→ **WHAT IS REQUIRED**:
Write out each entry once more so that it matches the original exactly.

Stored data entries
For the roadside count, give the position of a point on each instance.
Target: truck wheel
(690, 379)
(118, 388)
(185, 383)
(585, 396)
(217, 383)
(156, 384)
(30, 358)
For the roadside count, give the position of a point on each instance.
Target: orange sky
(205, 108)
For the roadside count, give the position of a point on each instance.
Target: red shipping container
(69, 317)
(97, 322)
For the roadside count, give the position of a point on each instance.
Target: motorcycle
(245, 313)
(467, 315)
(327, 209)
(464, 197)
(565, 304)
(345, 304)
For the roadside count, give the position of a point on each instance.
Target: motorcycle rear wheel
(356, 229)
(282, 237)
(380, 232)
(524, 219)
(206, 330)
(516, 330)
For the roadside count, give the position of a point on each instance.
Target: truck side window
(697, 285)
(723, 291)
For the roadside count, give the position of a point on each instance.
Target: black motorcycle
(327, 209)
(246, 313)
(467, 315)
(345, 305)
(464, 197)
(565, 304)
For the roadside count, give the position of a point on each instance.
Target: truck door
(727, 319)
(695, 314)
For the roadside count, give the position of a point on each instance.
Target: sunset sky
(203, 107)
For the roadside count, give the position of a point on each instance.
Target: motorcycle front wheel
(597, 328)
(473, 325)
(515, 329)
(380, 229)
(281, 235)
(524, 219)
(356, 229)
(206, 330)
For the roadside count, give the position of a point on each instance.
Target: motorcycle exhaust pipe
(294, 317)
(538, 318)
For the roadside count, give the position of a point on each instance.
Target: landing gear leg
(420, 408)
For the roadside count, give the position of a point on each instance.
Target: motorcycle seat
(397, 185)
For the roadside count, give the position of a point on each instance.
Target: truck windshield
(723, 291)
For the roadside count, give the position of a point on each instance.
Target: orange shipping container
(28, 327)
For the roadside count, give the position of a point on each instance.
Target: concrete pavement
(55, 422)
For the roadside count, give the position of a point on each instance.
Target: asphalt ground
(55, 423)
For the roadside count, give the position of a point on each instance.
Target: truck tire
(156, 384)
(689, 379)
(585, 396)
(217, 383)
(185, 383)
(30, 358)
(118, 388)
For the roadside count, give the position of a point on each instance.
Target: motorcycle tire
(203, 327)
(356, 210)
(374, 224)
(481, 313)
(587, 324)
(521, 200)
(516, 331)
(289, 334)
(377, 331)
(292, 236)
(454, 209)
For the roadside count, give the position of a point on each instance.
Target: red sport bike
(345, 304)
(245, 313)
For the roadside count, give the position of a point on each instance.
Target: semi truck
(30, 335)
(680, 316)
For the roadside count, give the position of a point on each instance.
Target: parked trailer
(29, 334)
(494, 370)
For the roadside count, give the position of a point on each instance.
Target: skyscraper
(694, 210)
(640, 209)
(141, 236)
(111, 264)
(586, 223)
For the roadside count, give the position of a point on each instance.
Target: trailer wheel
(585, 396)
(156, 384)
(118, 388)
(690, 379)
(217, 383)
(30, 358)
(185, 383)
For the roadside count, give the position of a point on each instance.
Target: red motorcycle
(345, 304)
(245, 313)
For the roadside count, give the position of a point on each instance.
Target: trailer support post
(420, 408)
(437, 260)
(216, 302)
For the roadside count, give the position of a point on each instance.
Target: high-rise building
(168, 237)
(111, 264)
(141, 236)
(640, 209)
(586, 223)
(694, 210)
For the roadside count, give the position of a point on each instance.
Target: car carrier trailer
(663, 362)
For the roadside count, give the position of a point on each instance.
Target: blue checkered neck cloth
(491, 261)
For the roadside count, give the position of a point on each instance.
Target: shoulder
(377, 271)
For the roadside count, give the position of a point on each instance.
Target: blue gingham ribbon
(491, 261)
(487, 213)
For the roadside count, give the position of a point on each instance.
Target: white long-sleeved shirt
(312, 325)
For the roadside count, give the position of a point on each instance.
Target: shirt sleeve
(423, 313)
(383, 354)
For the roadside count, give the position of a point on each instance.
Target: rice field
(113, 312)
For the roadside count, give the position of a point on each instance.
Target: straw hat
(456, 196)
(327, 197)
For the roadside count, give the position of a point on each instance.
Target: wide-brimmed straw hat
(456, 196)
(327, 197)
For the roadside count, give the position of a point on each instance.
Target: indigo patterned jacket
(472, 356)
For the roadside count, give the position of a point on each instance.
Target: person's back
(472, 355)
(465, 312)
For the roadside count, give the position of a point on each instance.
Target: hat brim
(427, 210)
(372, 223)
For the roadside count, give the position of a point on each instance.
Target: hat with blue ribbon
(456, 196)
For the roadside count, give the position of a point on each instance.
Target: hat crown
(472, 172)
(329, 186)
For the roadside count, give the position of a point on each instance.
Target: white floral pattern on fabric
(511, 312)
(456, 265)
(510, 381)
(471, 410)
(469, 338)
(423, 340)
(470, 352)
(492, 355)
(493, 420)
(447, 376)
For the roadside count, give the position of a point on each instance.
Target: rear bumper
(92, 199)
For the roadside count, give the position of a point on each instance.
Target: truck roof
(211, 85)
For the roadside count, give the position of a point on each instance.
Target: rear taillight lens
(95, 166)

→ **THE COMPLETED TASK**:
For the roadside count, give the position of a point on each instance.
Target: truck wheel
(690, 379)
(118, 388)
(185, 383)
(585, 396)
(217, 383)
(156, 384)
(30, 358)
For the roadside count, give the position of a point on each instance.
Target: orange sky
(205, 108)
For the roadside count, give the position of a point on each instance.
Target: red shipping container
(69, 317)
(97, 322)
For the roadside count, give the position of a point on each instance.
Target: motorcycle
(245, 313)
(467, 315)
(327, 209)
(464, 197)
(565, 304)
(345, 304)
For the roadside count, give the position of a point on each instance.
Target: motorcycle rear wheel
(356, 229)
(282, 237)
(380, 232)
(524, 219)
(206, 330)
(516, 330)
For the roadside count, give the position of a point on each instance.
Target: truck side window
(697, 285)
(723, 291)
For the roadside count, give the position of a point on each instance.
Target: black motorcycle
(327, 209)
(246, 313)
(467, 315)
(345, 305)
(464, 197)
(565, 304)
For the roadside count, give the position of a point on each instance.
Target: truck door
(727, 319)
(695, 314)
For the roadside count, give the position of a point on each instance.
Target: sunset sky
(203, 107)
For the roadside count, give the position of a point on each instance.
Target: motorcycle front wheel
(597, 328)
(473, 325)
(515, 329)
(380, 229)
(281, 235)
(524, 219)
(356, 229)
(206, 330)
For the roadside count, give the position of a point on each instance.
Target: motorcycle exhaust pipe
(294, 317)
(538, 318)
For the roadside count, give the position of a point on each instance.
Target: landing gear leg
(420, 408)
For the roadside count, give the position of a point on each instance.
Target: motorcycle seat
(397, 185)
For the roadside count, give the position of a point on each instance.
Target: truck windshield
(723, 291)
For the roadside count, give the position of a point on each instance.
Target: orange shipping container
(28, 327)
For the roadside count, give the position of a point on each instance.
Target: concrete pavement
(55, 422)
For the roadside count, give the position of a point on each instance.
Target: asphalt ground
(55, 423)
For the roadside count, give the position of a point on each instance.
Target: truck tire
(156, 384)
(689, 379)
(585, 396)
(217, 383)
(185, 383)
(30, 358)
(118, 388)
For the roadside count, give the position of a point on each instance.
Target: motorcycle tire
(203, 327)
(356, 210)
(374, 224)
(481, 313)
(587, 324)
(521, 200)
(516, 331)
(289, 334)
(377, 331)
(292, 236)
(454, 209)
For the roadside count, give the position of a point on each instance.
Target: red sport bike
(345, 304)
(245, 313)
For the roadside count, give the position of a point on each instance.
Target: semi truck
(30, 335)
(680, 316)
For the roadside count, give the position of a point on each instance.
Target: parked trailer
(29, 334)
(494, 370)
For the roadside count, give the position of a point on each instance.
Target: skyscraper
(694, 210)
(640, 209)
(141, 236)
(111, 264)
(586, 223)
For the roadside count, give the position of a point on each instance.
Target: trailer wheel
(585, 396)
(156, 384)
(118, 388)
(690, 379)
(217, 383)
(30, 358)
(185, 383)
For the roadside count, give the position of a point on each instance.
Target: red motorcycle
(345, 304)
(245, 313)
For the roadside count, give the position of a point on each instance.
Target: trailer support post
(420, 408)
(437, 260)
(216, 302)
For the roadside count, give the position of a point on each instance.
Target: high-rise building
(168, 237)
(111, 264)
(141, 236)
(640, 209)
(586, 223)
(694, 210)
For the roadside count, give the position of a point on each instance.
Target: car carrier trailer
(663, 362)
For the roadside count, give the position of a point on each instance.
Target: blue checkered neck cloth
(491, 261)
For the roadside count, give the position of a point on each instance.
Target: shoulder
(377, 271)
For the roadside count, give the position of a point on each instance.
Target: blue gingham ribbon
(491, 261)
(487, 213)
For the roadside count, give the position of a point on each instance.
Target: white long-sleeved shirt
(312, 325)
For the roadside count, give the position of a point on each instance.
Target: shirt sleeve
(423, 313)
(383, 354)
For the roadside count, give the position of a point on each instance.
Target: rice field
(113, 312)
For the roadside count, give the position of a point on each instance.
Target: straw hat
(456, 196)
(327, 197)
For the roadside count, give the position of a point on each instance.
Target: wide-brimmed straw hat
(456, 196)
(327, 197)
For the roadside count, give the position of a point on each instance.
Target: indigo patterned jacket
(472, 356)
For the roadside count, give the position of a point on each instance.
Target: person's back
(472, 355)
(465, 312)
For the roadside count, give the position of a point on each instance.
Target: hat brim
(427, 210)
(372, 223)
For the roadside count, give the position of a point on each instance.
Target: hat with blue ribbon
(456, 196)
For the roadside count, give the position of a point on each instance.
Target: hat crown
(472, 172)
(329, 186)
For the roadside count, give the position of a point on each instance.
Target: white floral pattern on fabric
(511, 312)
(456, 265)
(510, 381)
(471, 410)
(469, 338)
(423, 340)
(470, 352)
(492, 355)
(493, 420)
(447, 376)
For the roadside count, give the position of a point on each instance.
Target: rear bumper
(92, 199)
For the roadside count, give the position of a point on each instance.
Target: truck roof
(211, 85)
For the roadside count, give the position of a point on each instance.
Target: rear taillight lens
(95, 166)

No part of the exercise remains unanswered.